**TEXT UNDER STUDY**
>>>>
Ankylosing spondylitis (AS) is a chronic inflammatory disease with genetic predisposition, yet it presents with diverse clinical features. It is primarily associated with human leukocyte antigen (HLA)-B27.1 Clinical features include inflammatory back pain, peripheral arthritis, enthesitis, and specific organ involvement (inflammatory bowel disease, anterior uveitis, etc.).2

AS is a chronic disease characterized by increased oxidative stress (OS) and an inflammatory serum microenvironment. Chronic inflammation is a fundamental feature of AS pathogenesis. Studies have shown that OS is elevated in patients with AS compared to healthy individuals.3 However, the mechanism of OS in AS patients is not well understood. OS is directly related to inflammation. In a study conducted by Solmaz et al., the total OS level was higher in active AS (BASDAI>4) patients compared to inactive ones. This study demonstrated a correlation between OS levels and BASDAI, BASFI, ESR, and CRP levels.4 There is also a positive relationship between OS levels and reactive oxygen species (ROS). Compared to normal controls, ROS levels are elevated in AS patients.5 The overexpression of ROS leads to active inflammatory processes, resulting in the secretion of pro-inflammatory factors, including tumor necrosis factor-alpha (TNF-α). It is also known that TNF-α activates granulocytes and prolongs their lifespan. In summary, the interaction between inflammation, oxidative stress, and ROS is closely related to the pathogenesis of AS.6

It is a known fact that neutrophils contribute to both anti-inflammatory and pro-inflammatory processes.7 Recent studies have demonstrated that, contrary to previous beliefs, neutrophils are a heterogeneous population. In healthy donors, normal density neutrophils are present. In patients with chronic inflammation, a heterogeneous population of mature and immature neutrophils exists. These heterogeneous populations of neutrophils are referred to as low-density neutrophils, low-density granulocytes (LDGs), or granulocytic myeloid-derived suppressor cells.8 LDGs were first identified in systemic lupus erythematosus (SLE) and rheumatoid arthritis (RA).9 Immature granulocytes (IGs) are also a type of LDG. Studies have shown that IGs can be associated with disease activation in rheumatological diseases such as granulomatous polyangiitis and systemic lupus erythematosus.10

IGs develop from myeloid stem cells in the bone marrow. In the early stages of development, IGs have a large nucleus and clear cytoplasm. As they mature, the nucleus fragments, and granules containing enzymes and other proteins form in the cytoplasm.11 Certain cytokines are known to affect the formation and function of IGs. These cytokines include granulocyte colony-stimulating factor (G-CSF), interleukin-6 (IL-6), and TNF-α. G-CSF is a growth factor that stimulates the production of immature granulocytes in the bone marrow. It acts on myeloid stem cells and progenitor cells, promoting their differentiation into granulocytes. IL-6 stimulates the proliferation of myeloid progenitor cells and increases G-CSF production, leading to an increase in IGs. TNF-α has various effects, including the regulation of IG production and function. TNF-α stimulates the proliferation of myeloid progenitor cells and the differentiation of promyelocytes into myelocytes, leading to increased IG production.12

In conclusion, IGs are a significant component of the chronic inflammatory process. Their presence in circulation may indicate ongoing inflammation. In patients with AS, increased OS levels and ROS production may lead to a heterogeneous neutrophil response. This may trigger an increase in pro-inflammatory LDGs. Consequently, IGs may serve as an easily monitorable marker of disease activity in serum. Based on this pathophysiology, we aimed to measure IG levels in AS patients before and after treatment, comparing the outcomes. This study aims to demonstrate the utility of IGs as a valuable parameter in disease monitoring.
<<<<
**EXTRACTED MATERIAL**
>>>>
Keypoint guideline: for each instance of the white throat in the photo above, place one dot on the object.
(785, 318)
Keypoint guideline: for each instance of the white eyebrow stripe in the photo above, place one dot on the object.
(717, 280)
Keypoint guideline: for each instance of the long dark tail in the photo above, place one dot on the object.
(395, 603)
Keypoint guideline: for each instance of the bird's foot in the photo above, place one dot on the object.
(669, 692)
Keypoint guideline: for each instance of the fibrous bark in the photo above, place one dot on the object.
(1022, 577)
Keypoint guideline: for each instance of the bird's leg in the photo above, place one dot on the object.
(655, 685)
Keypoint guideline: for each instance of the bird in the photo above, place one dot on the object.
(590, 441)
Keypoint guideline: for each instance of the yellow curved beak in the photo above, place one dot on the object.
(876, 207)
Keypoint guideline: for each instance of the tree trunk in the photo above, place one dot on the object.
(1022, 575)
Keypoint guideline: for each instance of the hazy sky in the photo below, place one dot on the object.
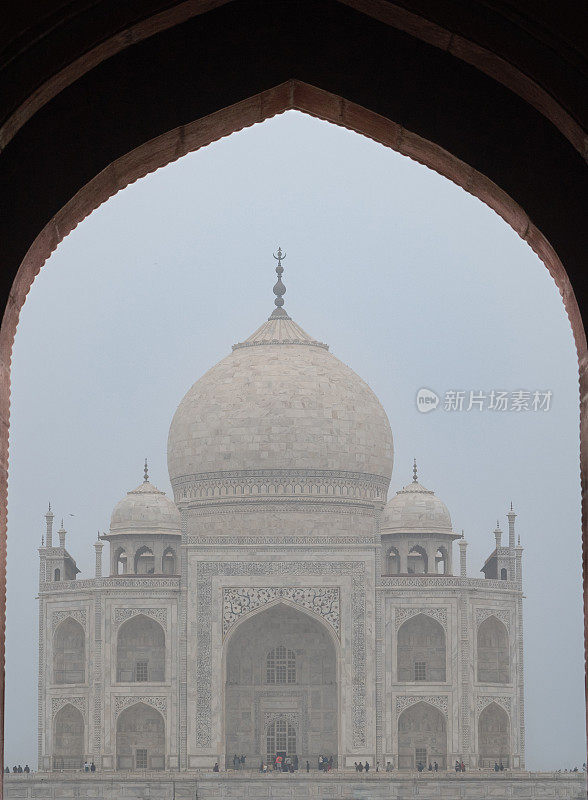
(411, 282)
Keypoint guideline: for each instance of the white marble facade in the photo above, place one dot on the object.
(279, 603)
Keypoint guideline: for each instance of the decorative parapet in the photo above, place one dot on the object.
(446, 581)
(57, 703)
(485, 700)
(78, 614)
(403, 614)
(117, 582)
(403, 702)
(123, 614)
(269, 541)
(124, 701)
(323, 601)
(501, 614)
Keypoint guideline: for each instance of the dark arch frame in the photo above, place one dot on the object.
(464, 98)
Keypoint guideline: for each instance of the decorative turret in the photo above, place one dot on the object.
(498, 535)
(98, 547)
(56, 564)
(62, 533)
(502, 562)
(511, 532)
(49, 519)
(462, 557)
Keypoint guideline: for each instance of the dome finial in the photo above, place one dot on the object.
(279, 288)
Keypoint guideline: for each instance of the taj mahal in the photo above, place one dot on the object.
(282, 603)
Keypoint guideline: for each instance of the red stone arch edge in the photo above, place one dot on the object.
(384, 11)
(158, 152)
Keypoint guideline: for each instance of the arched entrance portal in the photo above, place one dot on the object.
(281, 691)
(68, 738)
(422, 736)
(140, 738)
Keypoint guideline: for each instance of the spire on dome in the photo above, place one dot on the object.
(279, 288)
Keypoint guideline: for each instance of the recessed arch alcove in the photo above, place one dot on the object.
(281, 663)
(510, 125)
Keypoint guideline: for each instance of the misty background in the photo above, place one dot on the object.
(411, 281)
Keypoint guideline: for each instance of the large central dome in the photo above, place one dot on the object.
(280, 403)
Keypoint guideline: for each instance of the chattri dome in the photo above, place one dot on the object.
(280, 403)
(415, 508)
(145, 510)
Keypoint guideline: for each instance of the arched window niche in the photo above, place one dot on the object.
(169, 561)
(140, 651)
(493, 652)
(140, 738)
(68, 738)
(422, 737)
(393, 561)
(417, 561)
(281, 665)
(69, 653)
(421, 650)
(442, 561)
(494, 736)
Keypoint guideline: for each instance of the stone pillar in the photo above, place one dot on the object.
(511, 537)
(519, 556)
(462, 558)
(498, 535)
(49, 518)
(98, 547)
(62, 533)
(431, 551)
(403, 557)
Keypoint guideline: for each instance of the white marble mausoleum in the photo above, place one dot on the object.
(283, 601)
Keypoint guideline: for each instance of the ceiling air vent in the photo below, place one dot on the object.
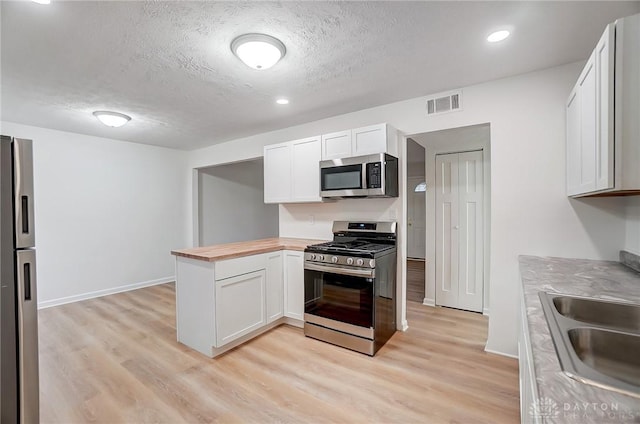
(442, 104)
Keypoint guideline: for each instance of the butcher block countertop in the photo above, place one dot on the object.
(244, 248)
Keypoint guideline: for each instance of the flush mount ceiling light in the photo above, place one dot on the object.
(494, 37)
(111, 119)
(258, 51)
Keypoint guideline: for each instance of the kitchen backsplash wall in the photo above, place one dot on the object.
(314, 220)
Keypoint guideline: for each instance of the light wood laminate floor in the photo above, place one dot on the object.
(115, 359)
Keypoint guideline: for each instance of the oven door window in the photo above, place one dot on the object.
(348, 177)
(339, 297)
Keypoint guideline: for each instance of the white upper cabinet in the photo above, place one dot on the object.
(582, 133)
(336, 145)
(291, 171)
(603, 129)
(380, 138)
(305, 176)
(277, 173)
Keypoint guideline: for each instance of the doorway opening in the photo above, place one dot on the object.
(457, 215)
(416, 221)
(233, 194)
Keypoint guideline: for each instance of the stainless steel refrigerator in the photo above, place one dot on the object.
(19, 391)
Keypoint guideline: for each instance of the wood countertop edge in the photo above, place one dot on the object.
(285, 243)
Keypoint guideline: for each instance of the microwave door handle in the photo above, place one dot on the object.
(364, 176)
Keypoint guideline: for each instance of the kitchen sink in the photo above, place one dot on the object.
(597, 341)
(611, 353)
(622, 316)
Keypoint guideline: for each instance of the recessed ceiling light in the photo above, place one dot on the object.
(111, 119)
(258, 51)
(494, 37)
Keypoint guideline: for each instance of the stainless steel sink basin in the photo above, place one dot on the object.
(621, 316)
(597, 341)
(611, 353)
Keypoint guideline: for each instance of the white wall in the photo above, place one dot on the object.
(107, 213)
(530, 211)
(632, 233)
(232, 204)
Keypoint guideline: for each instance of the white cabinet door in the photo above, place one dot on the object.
(604, 58)
(574, 165)
(369, 140)
(306, 171)
(590, 122)
(588, 128)
(277, 173)
(275, 287)
(294, 284)
(239, 306)
(336, 145)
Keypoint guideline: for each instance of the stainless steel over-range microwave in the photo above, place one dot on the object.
(360, 176)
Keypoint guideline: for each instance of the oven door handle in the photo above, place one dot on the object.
(333, 269)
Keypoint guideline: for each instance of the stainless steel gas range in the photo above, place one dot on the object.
(350, 286)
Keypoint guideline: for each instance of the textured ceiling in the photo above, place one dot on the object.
(169, 65)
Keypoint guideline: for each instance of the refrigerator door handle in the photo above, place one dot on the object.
(23, 171)
(27, 336)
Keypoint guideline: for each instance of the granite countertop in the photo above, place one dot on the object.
(244, 248)
(575, 402)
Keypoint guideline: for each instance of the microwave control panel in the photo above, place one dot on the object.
(374, 175)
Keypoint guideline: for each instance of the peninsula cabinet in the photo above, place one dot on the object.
(380, 138)
(221, 304)
(294, 285)
(291, 171)
(603, 129)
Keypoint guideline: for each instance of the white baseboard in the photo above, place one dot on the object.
(105, 292)
(508, 355)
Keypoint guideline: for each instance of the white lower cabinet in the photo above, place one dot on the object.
(239, 306)
(222, 304)
(294, 284)
(275, 287)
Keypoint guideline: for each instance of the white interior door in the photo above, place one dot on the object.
(459, 230)
(416, 217)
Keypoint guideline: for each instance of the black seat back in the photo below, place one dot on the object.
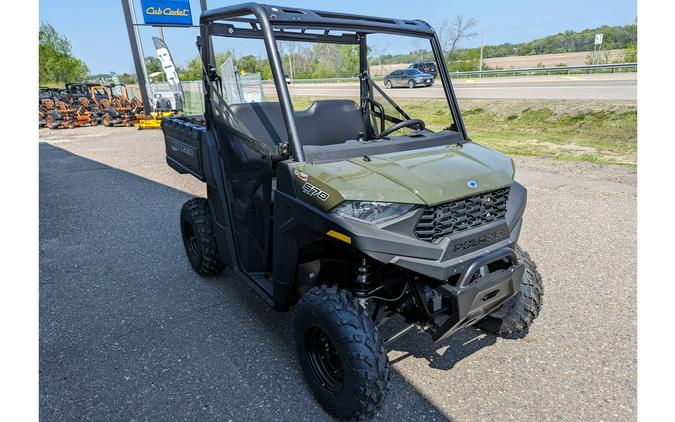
(325, 122)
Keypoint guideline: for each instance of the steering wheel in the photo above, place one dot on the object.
(411, 123)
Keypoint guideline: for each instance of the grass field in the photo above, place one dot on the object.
(601, 132)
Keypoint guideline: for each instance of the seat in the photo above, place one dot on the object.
(325, 122)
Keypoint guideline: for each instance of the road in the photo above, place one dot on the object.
(129, 332)
(620, 86)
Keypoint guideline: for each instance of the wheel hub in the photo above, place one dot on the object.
(324, 359)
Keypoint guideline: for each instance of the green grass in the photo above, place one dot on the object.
(601, 133)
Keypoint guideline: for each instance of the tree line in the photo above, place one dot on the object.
(303, 61)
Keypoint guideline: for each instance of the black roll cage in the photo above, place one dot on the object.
<<<<
**ACTIVITY**
Render this sentence from the passage on ankylosing spondylitis in Spanish: "In healthy donors, normal density neutrophils are present."

**ANSWER AREA**
En los donantes sanos, están presentes neutrófilos de densidad normal.